*** Data to process ***

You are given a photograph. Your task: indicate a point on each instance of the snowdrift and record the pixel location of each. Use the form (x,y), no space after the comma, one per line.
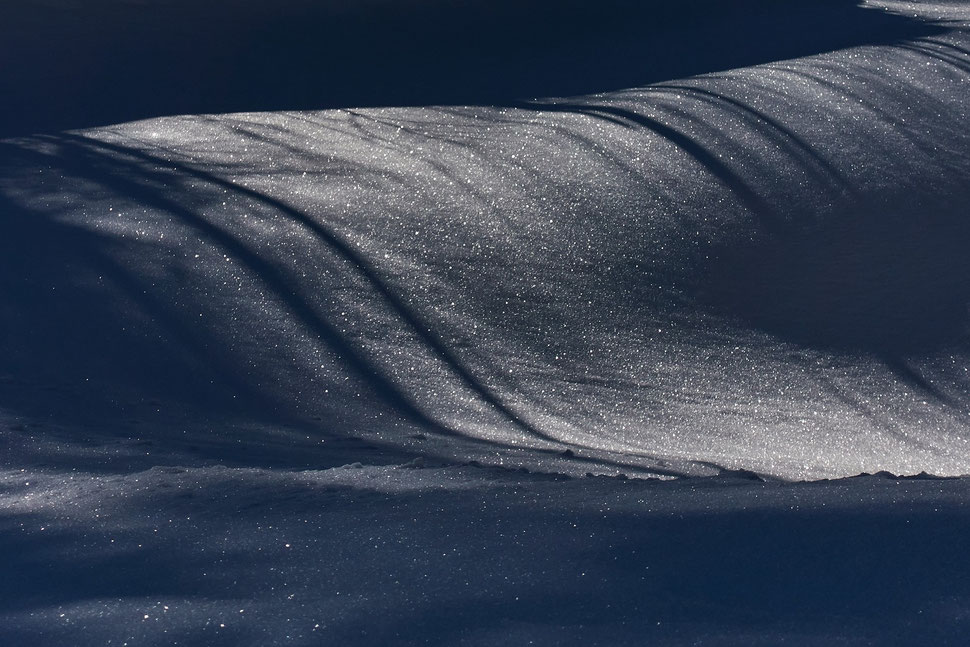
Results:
(762,269)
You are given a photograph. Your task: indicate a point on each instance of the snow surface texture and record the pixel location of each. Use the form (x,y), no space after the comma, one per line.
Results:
(754,272)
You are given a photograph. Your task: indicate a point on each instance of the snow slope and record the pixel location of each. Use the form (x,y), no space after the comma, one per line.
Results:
(756,272)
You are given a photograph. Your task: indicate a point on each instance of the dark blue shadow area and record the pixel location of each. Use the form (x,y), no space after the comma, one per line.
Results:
(72,64)
(863,572)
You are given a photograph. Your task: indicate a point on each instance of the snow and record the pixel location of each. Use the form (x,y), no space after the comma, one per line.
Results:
(501,370)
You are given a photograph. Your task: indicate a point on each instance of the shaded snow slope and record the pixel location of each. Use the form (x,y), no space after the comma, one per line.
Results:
(464,556)
(762,268)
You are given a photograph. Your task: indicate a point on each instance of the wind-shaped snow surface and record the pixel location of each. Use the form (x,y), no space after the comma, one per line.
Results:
(760,269)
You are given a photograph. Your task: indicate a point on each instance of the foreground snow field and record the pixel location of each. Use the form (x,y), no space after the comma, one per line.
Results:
(548,370)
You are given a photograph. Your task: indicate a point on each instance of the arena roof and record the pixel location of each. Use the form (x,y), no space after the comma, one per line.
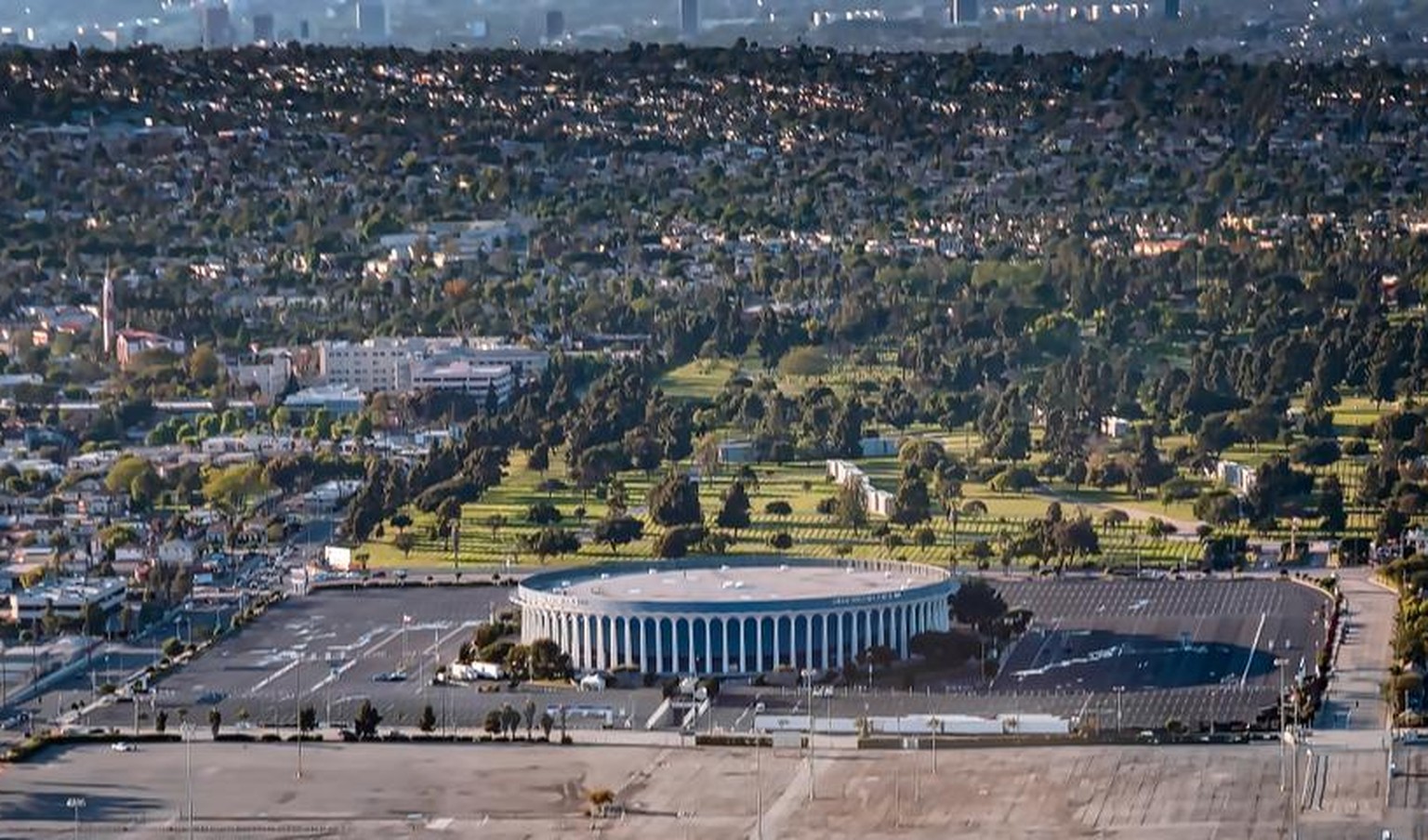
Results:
(734,582)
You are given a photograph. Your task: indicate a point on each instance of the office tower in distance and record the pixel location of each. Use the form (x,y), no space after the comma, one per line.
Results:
(372,21)
(690,18)
(216,26)
(263,27)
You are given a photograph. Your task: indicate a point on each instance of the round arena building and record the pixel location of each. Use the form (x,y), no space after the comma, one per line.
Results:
(732,615)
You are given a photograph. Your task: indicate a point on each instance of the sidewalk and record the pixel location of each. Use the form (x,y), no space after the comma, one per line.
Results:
(1354,699)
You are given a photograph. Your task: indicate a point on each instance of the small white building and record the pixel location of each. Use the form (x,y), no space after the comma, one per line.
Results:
(464,375)
(69,599)
(178,552)
(1234,475)
(879,447)
(1116,427)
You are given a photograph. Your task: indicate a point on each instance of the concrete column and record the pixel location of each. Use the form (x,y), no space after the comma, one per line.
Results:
(827,642)
(644,645)
(903,626)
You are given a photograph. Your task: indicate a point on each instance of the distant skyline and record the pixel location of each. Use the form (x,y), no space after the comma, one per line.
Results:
(1385,29)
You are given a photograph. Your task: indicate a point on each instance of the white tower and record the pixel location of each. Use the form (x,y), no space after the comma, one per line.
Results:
(107,312)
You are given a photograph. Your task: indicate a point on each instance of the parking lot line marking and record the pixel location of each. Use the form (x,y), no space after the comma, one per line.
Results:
(1254,647)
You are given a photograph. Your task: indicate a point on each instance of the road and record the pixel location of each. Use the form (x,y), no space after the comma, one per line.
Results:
(1354,701)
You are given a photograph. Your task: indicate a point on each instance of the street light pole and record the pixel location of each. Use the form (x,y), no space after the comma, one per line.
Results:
(759,781)
(807,675)
(187,763)
(298,704)
(76,802)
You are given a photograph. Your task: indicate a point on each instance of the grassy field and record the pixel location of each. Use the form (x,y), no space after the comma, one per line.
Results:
(492,530)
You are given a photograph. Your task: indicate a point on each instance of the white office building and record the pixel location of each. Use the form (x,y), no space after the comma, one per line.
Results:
(388,364)
(461,374)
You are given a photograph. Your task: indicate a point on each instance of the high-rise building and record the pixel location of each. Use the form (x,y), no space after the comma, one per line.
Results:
(216,26)
(107,312)
(263,27)
(554,24)
(372,21)
(690,18)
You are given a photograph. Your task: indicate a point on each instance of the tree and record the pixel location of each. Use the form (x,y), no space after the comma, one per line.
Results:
(1331,505)
(676,542)
(676,501)
(550,542)
(510,720)
(205,367)
(911,505)
(617,531)
(543,514)
(365,720)
(852,506)
(734,514)
(978,605)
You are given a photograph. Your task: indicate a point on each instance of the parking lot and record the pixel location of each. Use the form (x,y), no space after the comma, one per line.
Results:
(1143,652)
(325,650)
(536,791)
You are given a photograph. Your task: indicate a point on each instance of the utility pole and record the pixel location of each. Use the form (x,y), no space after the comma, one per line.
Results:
(298,704)
(812,775)
(187,739)
(759,781)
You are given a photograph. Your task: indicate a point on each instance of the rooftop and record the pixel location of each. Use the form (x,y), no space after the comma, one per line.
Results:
(764,581)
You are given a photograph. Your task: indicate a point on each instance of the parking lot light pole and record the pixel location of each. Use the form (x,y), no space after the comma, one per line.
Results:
(76,802)
(298,704)
(807,675)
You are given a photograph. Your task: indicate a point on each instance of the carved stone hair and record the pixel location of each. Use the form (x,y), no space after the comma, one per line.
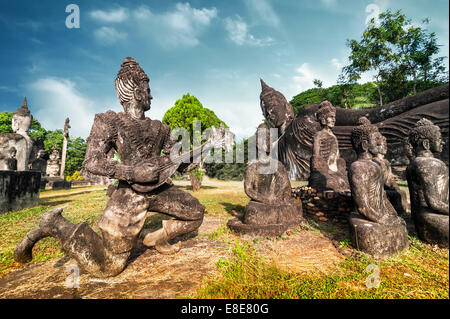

*** End of Data to process ***

**Task statement**. Identify the lines above with the word "office". Copy them.

**Result of this task**.
You are given a photograph. Your task: indicate a point on each instance of the office tower in distance and record the pixel location of each. Use the form (x,y), no space after the comma, one per line.
You are given a photograph. Your task: indicate a point on each instance of the white office building and record the pixel location of each. Use the form (x,y), no space after the comma, one per line.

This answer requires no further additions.